**Passage to read**
____

Trying to make virtue of the fact that you are spending $60b less than you thought when you were not spending enough in the first place while the unemployment rate skyrockets should disqualify one from office.
Anyway, here is a surefire way to spend the $A60 billion and dramatically improve the well-being of the most disadvantaged.
CofFEE has updated our modelling of the investment required to reduce the unemployment rate from 10 per cent to 4 per cent.
The latest updated reflect the deterioration of the labour market as captured in the April Labour Force data, which I analysed in this blog post – Australian labour force data – underutilisation rate rises to 23.4 per cent (May 14, 2020).
In April, the Australian Bureau of Statistics told us that:
1. Employment fell by 594.300.
2. Official unemployment rose by 104,500, which took the unemployment rate to 6.2 per cent.
3. The participation rate fell by 2.5 points and was 2.7 points below the August 2019 peak of 66.2 per cent.
4. That difference amounts to 554.4 thousand workers who lost their jobs and dropped out of the labour force, thus, not being counted among the official unemployed.

____

[Referring expression listing]
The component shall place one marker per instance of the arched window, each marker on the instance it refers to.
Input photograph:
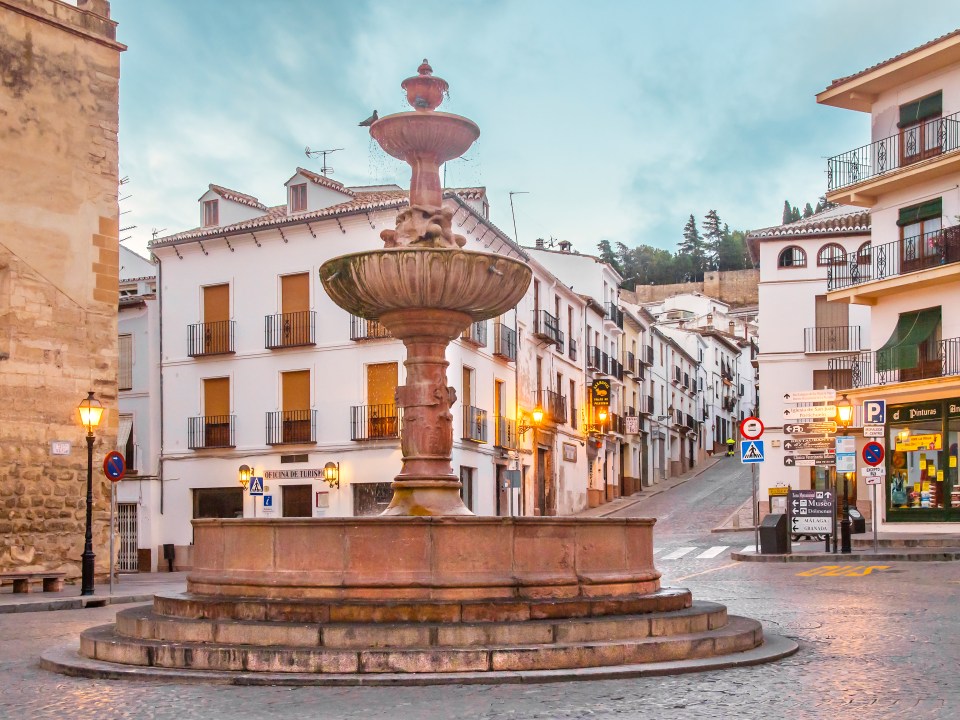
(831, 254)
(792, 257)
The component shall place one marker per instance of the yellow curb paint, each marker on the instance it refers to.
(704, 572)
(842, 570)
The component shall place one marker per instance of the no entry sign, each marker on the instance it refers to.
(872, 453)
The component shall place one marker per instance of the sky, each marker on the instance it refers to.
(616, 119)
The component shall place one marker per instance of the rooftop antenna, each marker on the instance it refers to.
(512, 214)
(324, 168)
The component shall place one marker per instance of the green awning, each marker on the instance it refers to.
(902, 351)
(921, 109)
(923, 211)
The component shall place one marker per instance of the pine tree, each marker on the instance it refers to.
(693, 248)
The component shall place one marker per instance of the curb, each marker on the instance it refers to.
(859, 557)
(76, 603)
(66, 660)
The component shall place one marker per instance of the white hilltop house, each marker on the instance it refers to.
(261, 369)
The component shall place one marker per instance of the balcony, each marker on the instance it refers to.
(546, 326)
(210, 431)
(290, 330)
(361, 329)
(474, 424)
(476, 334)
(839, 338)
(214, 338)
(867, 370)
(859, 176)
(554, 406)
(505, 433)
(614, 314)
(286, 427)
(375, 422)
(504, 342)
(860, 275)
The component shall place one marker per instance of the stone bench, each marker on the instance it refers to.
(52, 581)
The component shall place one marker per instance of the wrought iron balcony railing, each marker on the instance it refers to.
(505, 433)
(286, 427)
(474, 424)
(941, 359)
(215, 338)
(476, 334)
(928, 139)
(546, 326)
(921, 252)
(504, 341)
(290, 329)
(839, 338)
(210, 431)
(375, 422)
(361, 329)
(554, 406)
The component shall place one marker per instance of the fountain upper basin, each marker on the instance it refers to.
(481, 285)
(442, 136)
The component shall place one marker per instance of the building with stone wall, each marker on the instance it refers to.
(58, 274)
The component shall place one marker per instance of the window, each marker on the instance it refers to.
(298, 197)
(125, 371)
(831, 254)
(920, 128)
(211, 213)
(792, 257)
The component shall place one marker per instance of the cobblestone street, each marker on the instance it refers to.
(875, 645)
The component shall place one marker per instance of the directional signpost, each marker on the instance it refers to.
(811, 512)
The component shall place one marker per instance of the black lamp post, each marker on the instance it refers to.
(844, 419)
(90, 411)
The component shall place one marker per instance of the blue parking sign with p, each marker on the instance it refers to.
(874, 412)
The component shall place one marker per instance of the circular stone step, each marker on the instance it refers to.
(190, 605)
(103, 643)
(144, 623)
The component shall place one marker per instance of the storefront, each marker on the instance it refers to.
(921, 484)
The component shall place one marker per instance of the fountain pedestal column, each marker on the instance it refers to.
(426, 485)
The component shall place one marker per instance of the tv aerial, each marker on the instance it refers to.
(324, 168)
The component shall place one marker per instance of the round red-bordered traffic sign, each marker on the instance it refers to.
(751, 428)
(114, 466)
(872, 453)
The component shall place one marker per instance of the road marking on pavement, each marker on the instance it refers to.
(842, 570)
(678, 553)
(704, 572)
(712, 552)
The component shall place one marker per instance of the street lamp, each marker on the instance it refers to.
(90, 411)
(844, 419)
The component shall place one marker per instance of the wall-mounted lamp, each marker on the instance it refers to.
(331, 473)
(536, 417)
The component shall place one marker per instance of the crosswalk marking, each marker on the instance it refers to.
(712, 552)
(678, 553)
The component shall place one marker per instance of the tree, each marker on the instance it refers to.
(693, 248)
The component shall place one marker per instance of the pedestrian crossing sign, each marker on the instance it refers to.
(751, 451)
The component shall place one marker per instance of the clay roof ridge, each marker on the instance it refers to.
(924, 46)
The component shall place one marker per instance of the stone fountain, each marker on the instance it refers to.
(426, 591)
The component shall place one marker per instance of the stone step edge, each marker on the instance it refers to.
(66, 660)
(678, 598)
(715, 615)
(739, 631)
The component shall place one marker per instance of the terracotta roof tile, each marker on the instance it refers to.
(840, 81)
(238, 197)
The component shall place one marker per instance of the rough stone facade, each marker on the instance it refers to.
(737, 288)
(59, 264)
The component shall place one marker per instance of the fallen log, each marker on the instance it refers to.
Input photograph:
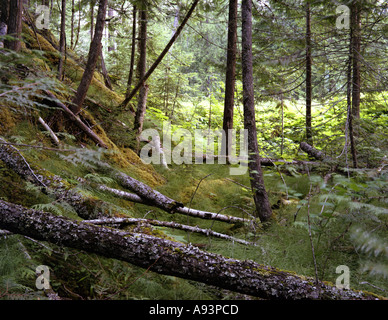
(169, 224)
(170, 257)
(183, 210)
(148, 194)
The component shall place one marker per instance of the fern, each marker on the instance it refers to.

____

**Tasks**
[1] In the passage on Australian unemployment, restate the paragraph beginning "Trying to make virtue" in one shorter sentence, keeping its main point.
[2] Carry on the passage on Australian unemployment from its final sentence.

**Responses to the exercise**
[1] Anyone who boasts of spending $60 billion less than expected, when spending was already too low and unemployment is soaring, should be disqualified from office.

[2]
5. Underemployment rose by 4.9 points to 13.7 per cent and when added to the official unemployment generated a total labour underutilisation rate of (a staggering) 19.9 per cent or 2,639.4 thousand workers.
6. But if you add the workers who dropped out of the labour force during April 2020 as a result of the collapsing employment opportunities (in other words, they told the ABS they were not actively searching) then the total unemployment is closer to 9.7 per cent rather than 6.2 per cent.
And the total underutilisation of available and willing labour is closer to 23.4 per cent rather than 19.9 per cent.
In other words, a disaster, however you want to spin it.
I provided some estimates of the investment required to introduce a Job Guarantee in Australia based on the March 2020 labour force data in this blog post – A Job Guarantee would require $A26.5 billion net to reduce the unemployment rate by 6 percentage points (April 30, 2020).
But with the rapid and substantial deterioration of the labour market in April, we decided to rerun our model to take into account the increased scale of the problem.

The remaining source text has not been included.